_TEXTE FOURNI_
********************

Le travail en prison

Le gouvernement souhaite relancer le travail en prison. La loi pour la confiance dans l’institution judiciaire, du 22 Décembre 2021, a instauré le contrat d’emploi pénitentiaire (CEP). Il s’agit d’un nouveau dispositif d’embauche, effectif depuis le 1er Mai 2022. Il est à noter que l’objectif recherché est de faciliter la réinsertion future des détenus.

Valoxy, cabinet d’expertise comptable dans les Hauts de France, détaille ici ce nouveau contrat de travail, et les possibilités proposées aux entreprises.

Objectifs

La loi du 8 avril 2021 traitait du droit au respect de la dignité en prison, afin de “redonner du sens à la peine d’emprisonnement”.

La loi n°2021-1729 du 22 décembre 2021 pour la confiance dans l’institution judiciaire a créé le contrat d’emploi pénitentiaire (CEP).

********************

_ENREGISTREMENTS FOURNIS_
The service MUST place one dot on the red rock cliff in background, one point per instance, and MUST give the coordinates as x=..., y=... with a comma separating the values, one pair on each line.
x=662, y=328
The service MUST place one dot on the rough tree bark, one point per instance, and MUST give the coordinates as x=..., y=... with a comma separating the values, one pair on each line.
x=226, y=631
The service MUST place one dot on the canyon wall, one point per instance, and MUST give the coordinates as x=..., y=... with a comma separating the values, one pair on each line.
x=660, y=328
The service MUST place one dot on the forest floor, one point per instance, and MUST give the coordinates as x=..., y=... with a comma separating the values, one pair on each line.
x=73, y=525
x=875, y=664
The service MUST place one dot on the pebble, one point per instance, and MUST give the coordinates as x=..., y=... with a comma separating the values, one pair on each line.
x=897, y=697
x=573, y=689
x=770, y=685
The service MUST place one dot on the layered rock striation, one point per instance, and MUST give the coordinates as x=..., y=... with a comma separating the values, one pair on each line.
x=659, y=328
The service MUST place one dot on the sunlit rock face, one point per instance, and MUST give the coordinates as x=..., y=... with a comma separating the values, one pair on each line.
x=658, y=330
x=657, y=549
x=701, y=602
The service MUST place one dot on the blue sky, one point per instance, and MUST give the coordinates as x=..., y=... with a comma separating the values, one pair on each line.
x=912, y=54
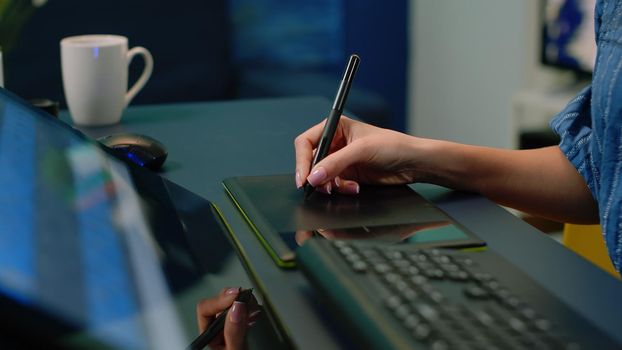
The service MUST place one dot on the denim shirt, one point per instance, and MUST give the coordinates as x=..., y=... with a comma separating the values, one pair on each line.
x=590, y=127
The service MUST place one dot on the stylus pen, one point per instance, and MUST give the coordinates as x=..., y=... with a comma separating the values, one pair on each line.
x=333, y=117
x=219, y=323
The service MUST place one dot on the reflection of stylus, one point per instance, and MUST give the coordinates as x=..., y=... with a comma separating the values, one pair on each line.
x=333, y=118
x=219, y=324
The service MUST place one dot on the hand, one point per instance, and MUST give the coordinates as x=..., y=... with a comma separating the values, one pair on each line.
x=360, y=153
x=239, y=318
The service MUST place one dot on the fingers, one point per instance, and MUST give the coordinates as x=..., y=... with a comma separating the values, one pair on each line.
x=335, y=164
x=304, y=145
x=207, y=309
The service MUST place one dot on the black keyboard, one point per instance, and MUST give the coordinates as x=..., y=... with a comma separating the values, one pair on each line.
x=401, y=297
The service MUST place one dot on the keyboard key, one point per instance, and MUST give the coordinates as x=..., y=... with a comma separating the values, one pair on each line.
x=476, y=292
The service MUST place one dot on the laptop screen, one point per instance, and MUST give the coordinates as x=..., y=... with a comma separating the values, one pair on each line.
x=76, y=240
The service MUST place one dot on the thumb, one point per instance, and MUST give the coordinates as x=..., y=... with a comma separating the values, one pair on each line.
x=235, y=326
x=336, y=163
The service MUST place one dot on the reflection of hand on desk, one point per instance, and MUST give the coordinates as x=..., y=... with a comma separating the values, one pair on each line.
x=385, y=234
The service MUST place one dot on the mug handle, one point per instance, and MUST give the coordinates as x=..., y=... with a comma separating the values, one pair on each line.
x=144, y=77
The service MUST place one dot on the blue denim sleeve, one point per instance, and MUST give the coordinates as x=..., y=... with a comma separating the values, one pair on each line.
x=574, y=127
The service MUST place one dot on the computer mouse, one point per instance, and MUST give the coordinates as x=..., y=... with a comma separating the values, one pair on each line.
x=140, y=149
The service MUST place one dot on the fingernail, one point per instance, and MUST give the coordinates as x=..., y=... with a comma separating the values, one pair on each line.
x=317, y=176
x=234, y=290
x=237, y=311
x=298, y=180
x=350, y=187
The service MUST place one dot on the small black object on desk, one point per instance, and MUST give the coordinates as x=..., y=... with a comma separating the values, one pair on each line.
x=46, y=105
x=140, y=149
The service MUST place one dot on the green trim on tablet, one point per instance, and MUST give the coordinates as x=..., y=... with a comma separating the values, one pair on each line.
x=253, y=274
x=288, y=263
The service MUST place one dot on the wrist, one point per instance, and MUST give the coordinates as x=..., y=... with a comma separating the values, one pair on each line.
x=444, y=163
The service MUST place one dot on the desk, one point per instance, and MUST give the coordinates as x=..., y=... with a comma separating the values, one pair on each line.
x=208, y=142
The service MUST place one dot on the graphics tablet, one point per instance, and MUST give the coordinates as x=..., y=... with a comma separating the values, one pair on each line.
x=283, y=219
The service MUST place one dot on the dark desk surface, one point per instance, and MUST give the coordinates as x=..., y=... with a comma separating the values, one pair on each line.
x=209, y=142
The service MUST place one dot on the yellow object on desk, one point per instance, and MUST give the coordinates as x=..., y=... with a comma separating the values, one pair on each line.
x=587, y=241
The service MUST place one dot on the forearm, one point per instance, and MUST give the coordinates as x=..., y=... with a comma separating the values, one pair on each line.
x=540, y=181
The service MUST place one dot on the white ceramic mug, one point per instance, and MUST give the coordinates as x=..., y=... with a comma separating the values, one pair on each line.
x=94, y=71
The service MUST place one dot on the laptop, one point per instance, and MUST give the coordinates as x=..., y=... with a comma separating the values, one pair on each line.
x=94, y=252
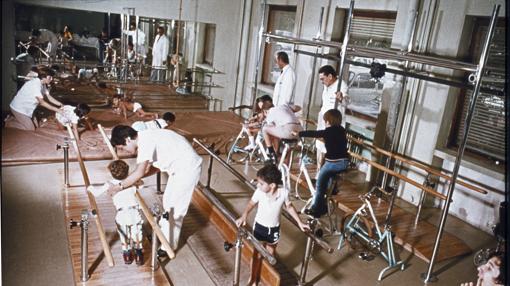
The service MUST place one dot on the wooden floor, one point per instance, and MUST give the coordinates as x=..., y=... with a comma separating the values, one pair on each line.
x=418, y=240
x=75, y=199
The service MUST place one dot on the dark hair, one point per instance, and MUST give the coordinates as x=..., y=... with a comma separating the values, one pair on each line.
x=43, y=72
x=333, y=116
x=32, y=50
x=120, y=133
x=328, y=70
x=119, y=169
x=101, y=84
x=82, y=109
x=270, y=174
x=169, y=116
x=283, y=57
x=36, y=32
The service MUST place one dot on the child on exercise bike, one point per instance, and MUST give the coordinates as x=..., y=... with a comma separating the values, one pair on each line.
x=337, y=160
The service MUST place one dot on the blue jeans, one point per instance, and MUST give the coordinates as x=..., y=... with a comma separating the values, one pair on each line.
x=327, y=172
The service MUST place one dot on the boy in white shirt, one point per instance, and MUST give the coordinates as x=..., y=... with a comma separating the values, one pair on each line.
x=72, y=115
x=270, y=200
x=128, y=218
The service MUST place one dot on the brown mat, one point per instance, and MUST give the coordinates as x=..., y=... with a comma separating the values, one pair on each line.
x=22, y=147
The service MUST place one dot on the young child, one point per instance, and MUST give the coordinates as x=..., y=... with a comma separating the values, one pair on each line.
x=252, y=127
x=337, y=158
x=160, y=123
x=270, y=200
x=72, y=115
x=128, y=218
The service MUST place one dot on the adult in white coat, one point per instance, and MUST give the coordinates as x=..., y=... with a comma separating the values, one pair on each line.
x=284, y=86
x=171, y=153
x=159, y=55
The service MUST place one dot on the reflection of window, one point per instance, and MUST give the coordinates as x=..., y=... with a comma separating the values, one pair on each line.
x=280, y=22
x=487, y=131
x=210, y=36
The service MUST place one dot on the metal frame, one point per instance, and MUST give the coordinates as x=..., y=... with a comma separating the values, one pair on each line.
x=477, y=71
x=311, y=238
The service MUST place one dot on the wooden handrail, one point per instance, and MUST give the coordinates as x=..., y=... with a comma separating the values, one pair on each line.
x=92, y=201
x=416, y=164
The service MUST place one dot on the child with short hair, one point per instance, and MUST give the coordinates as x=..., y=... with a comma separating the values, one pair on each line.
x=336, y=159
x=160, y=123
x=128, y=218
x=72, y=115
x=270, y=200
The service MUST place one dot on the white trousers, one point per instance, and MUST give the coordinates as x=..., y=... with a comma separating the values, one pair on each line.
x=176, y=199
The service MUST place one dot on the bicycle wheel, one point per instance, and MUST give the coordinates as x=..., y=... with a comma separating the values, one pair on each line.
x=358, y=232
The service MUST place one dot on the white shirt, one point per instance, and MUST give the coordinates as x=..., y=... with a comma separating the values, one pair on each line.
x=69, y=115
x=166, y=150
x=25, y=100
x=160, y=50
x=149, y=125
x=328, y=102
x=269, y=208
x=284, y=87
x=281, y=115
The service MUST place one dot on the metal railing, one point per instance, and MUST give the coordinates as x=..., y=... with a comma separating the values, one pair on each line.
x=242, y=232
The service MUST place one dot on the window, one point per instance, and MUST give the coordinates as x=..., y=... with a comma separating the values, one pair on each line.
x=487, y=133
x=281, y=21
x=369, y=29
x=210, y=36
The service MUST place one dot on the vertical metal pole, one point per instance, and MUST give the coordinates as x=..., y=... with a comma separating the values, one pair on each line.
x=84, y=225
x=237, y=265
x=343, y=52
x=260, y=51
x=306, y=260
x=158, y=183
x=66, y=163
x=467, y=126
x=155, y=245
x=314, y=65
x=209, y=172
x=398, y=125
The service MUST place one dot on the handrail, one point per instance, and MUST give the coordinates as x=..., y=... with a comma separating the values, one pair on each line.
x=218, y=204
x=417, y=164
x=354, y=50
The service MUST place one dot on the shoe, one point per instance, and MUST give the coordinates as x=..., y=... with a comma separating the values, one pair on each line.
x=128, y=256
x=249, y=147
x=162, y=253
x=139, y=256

********************

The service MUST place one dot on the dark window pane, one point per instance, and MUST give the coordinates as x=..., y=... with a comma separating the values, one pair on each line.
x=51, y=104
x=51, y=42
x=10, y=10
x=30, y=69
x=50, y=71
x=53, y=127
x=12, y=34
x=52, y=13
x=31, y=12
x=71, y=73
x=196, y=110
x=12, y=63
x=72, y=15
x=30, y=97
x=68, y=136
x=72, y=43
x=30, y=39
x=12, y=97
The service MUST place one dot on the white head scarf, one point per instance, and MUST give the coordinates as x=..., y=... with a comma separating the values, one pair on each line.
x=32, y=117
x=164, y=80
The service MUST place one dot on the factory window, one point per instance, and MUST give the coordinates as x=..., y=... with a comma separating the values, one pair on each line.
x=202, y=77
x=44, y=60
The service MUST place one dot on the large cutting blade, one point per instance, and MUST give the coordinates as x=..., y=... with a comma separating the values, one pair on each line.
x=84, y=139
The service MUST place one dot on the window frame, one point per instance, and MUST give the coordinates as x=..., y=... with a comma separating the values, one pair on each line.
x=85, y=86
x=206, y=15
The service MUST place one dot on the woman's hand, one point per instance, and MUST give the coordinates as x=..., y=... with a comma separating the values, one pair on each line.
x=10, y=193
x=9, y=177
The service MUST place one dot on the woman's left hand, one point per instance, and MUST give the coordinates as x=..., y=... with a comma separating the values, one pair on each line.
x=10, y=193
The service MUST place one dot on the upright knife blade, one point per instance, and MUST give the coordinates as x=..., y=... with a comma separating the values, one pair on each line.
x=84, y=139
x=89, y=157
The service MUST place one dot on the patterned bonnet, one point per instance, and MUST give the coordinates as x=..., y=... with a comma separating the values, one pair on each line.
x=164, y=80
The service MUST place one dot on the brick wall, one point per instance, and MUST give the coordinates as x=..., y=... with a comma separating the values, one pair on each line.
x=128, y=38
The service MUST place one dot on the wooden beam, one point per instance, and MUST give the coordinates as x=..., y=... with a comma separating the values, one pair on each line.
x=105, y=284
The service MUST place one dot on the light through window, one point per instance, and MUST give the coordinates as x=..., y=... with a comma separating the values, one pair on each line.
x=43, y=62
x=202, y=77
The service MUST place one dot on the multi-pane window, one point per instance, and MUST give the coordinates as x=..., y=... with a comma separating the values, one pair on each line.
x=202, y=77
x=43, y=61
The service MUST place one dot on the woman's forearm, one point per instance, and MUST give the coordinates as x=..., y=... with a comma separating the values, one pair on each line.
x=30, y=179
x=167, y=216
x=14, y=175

********************

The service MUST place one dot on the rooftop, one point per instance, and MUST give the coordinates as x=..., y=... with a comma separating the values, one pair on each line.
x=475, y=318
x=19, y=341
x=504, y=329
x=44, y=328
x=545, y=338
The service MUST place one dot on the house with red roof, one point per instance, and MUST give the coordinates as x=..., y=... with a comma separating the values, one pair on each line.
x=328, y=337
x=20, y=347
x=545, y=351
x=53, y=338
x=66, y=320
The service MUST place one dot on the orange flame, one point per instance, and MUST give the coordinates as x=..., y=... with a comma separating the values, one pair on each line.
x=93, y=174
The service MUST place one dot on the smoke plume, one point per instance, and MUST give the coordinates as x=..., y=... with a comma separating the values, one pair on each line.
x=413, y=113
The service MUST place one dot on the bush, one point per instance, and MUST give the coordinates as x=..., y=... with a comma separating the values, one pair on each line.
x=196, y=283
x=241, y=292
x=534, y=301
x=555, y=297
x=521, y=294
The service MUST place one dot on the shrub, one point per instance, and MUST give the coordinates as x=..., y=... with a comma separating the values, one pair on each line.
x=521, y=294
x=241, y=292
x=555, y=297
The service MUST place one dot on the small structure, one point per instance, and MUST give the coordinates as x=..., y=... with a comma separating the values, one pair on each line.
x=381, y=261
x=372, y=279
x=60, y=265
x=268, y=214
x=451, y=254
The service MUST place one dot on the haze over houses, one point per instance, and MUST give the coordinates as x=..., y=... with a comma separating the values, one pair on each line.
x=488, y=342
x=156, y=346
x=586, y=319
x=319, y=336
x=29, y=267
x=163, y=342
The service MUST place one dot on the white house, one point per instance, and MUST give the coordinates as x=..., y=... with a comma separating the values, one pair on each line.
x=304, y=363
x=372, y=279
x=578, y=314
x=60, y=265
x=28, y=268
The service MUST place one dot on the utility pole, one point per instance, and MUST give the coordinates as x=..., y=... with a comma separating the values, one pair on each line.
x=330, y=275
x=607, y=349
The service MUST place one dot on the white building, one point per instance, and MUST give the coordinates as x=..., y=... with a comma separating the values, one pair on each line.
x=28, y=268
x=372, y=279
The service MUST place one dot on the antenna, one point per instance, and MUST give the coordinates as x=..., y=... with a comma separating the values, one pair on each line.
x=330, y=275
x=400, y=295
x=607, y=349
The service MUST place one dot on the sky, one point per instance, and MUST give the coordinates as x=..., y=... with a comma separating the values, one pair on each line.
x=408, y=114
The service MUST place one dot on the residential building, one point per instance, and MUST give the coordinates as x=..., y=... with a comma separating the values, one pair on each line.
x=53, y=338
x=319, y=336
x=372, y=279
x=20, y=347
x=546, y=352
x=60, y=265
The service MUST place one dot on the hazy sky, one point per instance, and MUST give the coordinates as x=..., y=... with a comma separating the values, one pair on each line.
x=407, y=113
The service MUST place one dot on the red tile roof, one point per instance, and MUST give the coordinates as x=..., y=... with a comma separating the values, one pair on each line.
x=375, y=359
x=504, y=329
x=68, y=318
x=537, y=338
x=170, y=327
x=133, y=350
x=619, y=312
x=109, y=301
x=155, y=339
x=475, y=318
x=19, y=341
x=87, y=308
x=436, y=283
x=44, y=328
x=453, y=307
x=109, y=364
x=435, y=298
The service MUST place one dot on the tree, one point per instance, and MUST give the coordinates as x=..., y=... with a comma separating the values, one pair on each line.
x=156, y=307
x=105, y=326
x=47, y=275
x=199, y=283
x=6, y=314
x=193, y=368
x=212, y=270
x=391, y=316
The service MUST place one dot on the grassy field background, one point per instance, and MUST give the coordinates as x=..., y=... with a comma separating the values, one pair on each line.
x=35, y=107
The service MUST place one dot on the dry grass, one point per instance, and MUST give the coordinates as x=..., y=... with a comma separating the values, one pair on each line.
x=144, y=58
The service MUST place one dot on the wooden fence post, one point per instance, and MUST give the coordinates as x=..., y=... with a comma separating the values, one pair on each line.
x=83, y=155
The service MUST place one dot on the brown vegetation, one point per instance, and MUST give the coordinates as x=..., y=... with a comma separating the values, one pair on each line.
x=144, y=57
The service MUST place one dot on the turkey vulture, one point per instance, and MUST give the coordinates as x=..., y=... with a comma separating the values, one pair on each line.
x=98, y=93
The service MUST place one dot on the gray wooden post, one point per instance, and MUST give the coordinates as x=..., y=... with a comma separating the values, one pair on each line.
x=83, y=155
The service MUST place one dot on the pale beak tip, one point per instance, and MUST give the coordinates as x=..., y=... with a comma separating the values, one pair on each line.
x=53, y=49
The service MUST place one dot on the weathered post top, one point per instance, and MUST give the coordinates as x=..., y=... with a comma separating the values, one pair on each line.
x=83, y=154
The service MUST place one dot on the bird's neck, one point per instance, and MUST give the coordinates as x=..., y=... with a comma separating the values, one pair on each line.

********************

_OBJECTIF VISÉ_
Pouvez-vous poursuivre le texte sur le travail en prison en rédigeant la suite de la phrase qui se termine par « a créé le contrat d’emploi pénitentiaire (CEP) » ?

_EXERCICE CORRIGÉ_
Le décret n°2022-655 du 25 avril 2022 “relatif au travail des personnes détenues” est entré en vigueur le 1er mai 2022. D’une façon générale, il précise le régime juridique du nouveau contrat d’emploi pénitentiaire, et modifie le code pénitentiaire en conséquence.

Le contrat d’emploi pénitentiaire (CEP) 

Il remplace l’acte d’engagement unilatéral créé par la loi pénitentiaire du 24 novembre 2009, qui n’était qu’une prérogative réglementaire. Le CEP est maintenant une véritable relation contractuelle entre la personne détenue et son employeur. (un chef d’établissement pénitentiaire ou une entreprise).

Le décret n°2022-655 du 25 avril 2022 précise le régime juridique du nouveau contrat d’emploi pénitentiaire. Celui-ci s’aligne sur de nombreuses dispositions du Code du travail, tout en prenant en compte les spécificités de la condition de détenu. (D’où par exemple la rédaction, annexée au contrat, d’une convention tripartite).

Jusqu’à présent, l’acte unilatéral d’engagement ne proposait pas de véritable garantie, ne rémunérait que faiblement, et n’offrait aucune réelle protection.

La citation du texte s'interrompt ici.